BMF2023-0.871.8196.5.2021

Rz 7921
Anknüpfungspunkt für ein Besteuerungsrecht aus innerstaatlicher Sicht ist das Vorhandensein einer Betriebsstätte, eines ständigen Vertreters im Inland oder - ab der Veranlagung 2006 - das Vorhandensein inländischen unbeweglichen (Betriebs)Vermögens. Bei Einkünften aus kaufmännischer oder technischer Beratung, aus der Gestellung von Arbeitskräften zur inländischen Arbeitsausübung und aus der gewerblichen Tätigkeit als Sportler, Artist oder Mitwirkender an Unterhaltungsdarbietungen ist dies nicht erforderlich; ausreichend ist die Beratung, Gestellung oder Tätigkeit im Inland.

• • • • • • •

* _IHRE AUFGABEN_
**1)** Entscheiden Sie für jede der Aussagen (a), (b) und (c), ob sie mit dem Auszug übereinstimmt, und belegen Sie Ihr Ja oder Nein jeweils mit dem entscheidenden Wortlaut des Auszugs. (a) Ab der Veranlagung 2006 kann auch inländisches unbewegliches Vermögen einen Anknüpfungspunkt für das Besteuerungsrecht bilden. (b) Bei Einkünften aus kaufmännischer Beratung ist eine inländische Betriebsstätte zwingend erforderlich. (c) Ein ständiger Vertreter im Inland kann einen Anknüpfungspunkt für das Besteuerungsrecht darstellen.
**2)** Schreiben Sie bitte den Abschnitt des Auszugs wortgetreu ab, beginnend bei den Worten „BMF2023-0.871.8196.5.2021“ und endend nach „Tätigkeit im Inland.“.
Für die Arbeit am Auszug ist die Auflistung ohne Bedeutung.

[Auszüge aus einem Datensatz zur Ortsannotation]
• • • • • • •

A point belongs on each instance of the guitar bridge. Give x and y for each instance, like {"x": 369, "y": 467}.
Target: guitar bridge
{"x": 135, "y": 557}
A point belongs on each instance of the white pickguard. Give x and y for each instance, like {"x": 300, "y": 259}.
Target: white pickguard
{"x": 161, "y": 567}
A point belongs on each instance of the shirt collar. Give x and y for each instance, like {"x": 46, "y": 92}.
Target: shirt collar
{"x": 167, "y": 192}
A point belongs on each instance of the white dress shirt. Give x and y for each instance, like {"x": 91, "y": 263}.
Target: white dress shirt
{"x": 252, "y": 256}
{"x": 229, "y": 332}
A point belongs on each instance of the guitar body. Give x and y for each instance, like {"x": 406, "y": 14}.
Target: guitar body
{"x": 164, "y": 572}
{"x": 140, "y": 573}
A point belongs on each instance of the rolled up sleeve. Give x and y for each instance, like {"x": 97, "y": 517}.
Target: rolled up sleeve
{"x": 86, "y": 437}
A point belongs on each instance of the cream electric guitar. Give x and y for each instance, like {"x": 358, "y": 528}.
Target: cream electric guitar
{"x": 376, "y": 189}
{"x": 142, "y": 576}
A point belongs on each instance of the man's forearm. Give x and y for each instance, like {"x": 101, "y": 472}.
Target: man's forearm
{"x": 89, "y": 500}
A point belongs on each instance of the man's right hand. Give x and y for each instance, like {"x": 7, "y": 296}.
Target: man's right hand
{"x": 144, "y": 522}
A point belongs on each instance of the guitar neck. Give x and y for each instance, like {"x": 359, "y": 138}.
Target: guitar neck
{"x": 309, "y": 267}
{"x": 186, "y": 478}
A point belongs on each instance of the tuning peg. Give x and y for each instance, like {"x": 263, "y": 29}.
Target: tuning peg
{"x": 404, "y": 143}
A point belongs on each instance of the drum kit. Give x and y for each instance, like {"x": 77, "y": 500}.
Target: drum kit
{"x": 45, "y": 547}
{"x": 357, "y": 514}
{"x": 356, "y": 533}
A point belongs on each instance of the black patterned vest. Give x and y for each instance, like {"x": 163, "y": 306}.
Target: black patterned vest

• • • • • • •

* _LÖSUNGEN_
**1)**
(a) Ja: „ab der Veranlagung 2006 - das Vorhandensein inländischen unbeweglichen (Betriebs)Vermögens“
(b) Nein: „ist dies nicht erforderlich; ausreichend ist die Beratung, Gestellung oder Tätigkeit im Inland“
(c) Ja: „eines ständigen Vertreters im Inland“

**2)**
BMF2023-0.871.8196.5.2021

Rz 7921
Anknüpfungspunkt für ein Besteuerungsrecht aus innerstaatlicher Sicht ist das Vorhandensein einer Betriebsstätte, eines ständigen Vertreters im Inland oder - ab der Veranlagung 2006 - das Vorhandensein inländischen unbeweglichen (Betriebs)Vermögens. Bei Einkünften aus kaufmännischer oder technischer Beratung, aus der Gestellung von Arbeitskräften zur inländischen Arbeitsausübung und aus der gewerblichen Tätigkeit als Sportler, Artist oder Mitwirkender an Unterhaltungsdarbietungen ist dies nicht erforderlich; ausreichend ist die Beratung, Gestellung oder Tätigkeit im Inland.